- _WRITTEN EXERCISE_
Put the data lines from the one containing "Whereabouts is the capybara's paw?" through the one containing "67,112 -> 151,198" into a numbered list, skipping any blank lines.

- _RECORDS SHOWN_
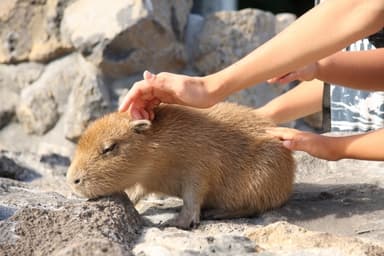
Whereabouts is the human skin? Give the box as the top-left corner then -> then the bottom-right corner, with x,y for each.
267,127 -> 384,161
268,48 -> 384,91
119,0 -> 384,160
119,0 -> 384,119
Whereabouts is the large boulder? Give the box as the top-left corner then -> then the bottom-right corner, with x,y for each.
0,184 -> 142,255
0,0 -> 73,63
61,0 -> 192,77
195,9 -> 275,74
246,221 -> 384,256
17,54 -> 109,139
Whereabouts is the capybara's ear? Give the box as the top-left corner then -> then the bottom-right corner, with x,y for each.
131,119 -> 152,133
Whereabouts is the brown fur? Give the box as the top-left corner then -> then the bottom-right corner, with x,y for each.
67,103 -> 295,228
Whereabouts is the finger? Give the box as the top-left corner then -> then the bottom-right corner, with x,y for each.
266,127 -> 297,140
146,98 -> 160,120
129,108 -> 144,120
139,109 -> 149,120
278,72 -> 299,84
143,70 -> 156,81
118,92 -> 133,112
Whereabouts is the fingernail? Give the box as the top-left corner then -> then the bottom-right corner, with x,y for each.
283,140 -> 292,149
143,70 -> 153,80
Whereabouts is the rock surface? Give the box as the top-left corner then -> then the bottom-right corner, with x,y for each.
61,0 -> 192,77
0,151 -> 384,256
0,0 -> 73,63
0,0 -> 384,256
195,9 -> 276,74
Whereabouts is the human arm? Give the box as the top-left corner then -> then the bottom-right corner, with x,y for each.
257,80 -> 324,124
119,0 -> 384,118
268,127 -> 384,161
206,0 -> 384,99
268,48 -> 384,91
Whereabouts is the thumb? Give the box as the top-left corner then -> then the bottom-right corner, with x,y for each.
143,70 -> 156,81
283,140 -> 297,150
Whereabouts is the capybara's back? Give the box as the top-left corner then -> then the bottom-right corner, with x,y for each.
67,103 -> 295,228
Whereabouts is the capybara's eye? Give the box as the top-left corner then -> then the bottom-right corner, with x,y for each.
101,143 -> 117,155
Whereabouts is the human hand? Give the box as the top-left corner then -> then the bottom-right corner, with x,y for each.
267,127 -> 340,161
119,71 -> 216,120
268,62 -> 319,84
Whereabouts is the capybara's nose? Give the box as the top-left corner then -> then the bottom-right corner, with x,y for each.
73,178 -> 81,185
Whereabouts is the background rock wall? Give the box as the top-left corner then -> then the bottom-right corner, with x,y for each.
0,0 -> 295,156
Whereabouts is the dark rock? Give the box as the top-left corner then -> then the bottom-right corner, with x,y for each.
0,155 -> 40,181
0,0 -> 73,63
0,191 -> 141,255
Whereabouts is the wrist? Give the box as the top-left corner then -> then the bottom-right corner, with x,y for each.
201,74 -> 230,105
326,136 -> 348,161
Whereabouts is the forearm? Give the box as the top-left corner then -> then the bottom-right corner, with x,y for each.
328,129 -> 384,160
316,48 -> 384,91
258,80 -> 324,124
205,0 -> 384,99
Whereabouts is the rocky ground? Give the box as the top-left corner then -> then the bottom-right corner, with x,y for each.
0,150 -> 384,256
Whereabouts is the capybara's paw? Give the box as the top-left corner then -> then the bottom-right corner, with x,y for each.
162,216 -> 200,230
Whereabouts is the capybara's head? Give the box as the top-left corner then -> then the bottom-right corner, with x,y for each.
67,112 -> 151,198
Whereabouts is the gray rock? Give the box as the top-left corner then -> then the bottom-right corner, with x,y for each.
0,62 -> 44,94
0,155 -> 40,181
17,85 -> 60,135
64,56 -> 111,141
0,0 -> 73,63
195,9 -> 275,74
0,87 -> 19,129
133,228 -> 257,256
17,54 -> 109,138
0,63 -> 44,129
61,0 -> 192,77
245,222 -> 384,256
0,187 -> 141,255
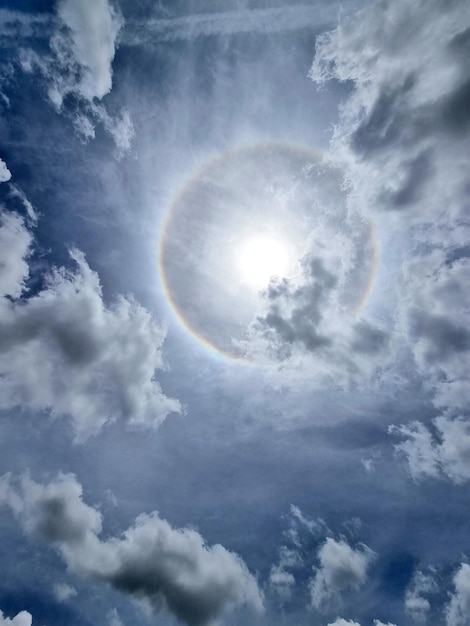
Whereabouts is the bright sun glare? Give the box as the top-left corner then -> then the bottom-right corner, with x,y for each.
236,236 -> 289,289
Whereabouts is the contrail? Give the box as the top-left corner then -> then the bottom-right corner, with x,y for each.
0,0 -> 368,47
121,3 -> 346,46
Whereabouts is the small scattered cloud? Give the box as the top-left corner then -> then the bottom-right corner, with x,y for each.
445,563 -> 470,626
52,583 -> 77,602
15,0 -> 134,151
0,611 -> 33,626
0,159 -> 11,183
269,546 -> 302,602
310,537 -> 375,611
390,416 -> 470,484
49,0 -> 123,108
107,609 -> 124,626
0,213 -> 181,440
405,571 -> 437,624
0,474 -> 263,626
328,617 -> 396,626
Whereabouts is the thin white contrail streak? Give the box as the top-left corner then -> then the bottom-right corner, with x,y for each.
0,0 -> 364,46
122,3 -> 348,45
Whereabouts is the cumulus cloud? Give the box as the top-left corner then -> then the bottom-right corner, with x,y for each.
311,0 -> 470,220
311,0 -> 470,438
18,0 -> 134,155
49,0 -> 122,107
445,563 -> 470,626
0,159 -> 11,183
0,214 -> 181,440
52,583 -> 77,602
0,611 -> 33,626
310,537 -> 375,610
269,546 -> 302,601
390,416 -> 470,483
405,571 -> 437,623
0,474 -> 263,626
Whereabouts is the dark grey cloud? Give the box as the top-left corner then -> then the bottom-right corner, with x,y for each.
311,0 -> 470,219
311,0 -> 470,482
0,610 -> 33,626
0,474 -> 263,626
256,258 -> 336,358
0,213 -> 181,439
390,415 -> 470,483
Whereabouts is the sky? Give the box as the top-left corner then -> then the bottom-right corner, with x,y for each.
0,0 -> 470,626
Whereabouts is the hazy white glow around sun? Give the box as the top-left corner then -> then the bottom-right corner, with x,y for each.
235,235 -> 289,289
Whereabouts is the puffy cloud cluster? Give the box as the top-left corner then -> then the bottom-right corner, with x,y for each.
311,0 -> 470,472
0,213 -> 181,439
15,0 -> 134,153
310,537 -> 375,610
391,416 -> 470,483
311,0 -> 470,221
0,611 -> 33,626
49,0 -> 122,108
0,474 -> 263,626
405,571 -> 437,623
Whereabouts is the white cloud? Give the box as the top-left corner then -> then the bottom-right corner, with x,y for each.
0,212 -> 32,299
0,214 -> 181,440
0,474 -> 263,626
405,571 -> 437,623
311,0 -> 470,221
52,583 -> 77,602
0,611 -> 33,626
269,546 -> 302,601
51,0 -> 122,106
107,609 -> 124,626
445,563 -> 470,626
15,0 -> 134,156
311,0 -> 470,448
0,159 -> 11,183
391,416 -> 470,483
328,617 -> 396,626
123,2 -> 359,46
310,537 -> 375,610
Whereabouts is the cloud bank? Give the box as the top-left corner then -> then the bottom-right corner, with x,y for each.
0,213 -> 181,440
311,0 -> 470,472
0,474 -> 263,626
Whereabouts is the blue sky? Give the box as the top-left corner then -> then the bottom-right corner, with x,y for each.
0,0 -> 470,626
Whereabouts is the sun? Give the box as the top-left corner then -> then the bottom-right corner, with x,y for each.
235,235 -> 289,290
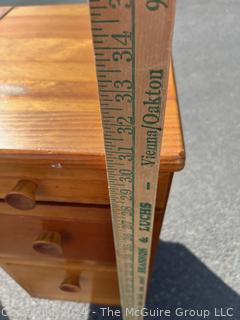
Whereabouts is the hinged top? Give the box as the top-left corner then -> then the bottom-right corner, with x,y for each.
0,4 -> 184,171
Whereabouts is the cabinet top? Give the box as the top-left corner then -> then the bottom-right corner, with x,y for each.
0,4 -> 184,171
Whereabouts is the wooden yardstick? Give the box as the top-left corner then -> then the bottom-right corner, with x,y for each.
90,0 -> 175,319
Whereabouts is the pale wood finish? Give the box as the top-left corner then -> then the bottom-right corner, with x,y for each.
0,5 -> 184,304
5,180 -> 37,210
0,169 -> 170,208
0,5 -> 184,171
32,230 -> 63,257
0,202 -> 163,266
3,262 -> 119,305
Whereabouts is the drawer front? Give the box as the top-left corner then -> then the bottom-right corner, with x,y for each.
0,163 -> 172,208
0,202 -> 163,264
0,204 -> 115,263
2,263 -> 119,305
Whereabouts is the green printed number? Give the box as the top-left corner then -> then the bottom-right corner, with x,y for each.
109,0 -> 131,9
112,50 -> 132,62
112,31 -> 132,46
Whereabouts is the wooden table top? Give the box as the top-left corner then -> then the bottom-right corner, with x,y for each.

- _EXERCISE ANSWER_
1. Whereabouts is the capybara's paw? Give the box as the top-left corner then -> then the bottom-right corner, with x,y for each.
2. 162,216 -> 200,230
3. Whereabouts is the capybara's head? Give the box as the top-left corner then -> then the bottom-right corner, with x,y for each.
4. 67,112 -> 151,198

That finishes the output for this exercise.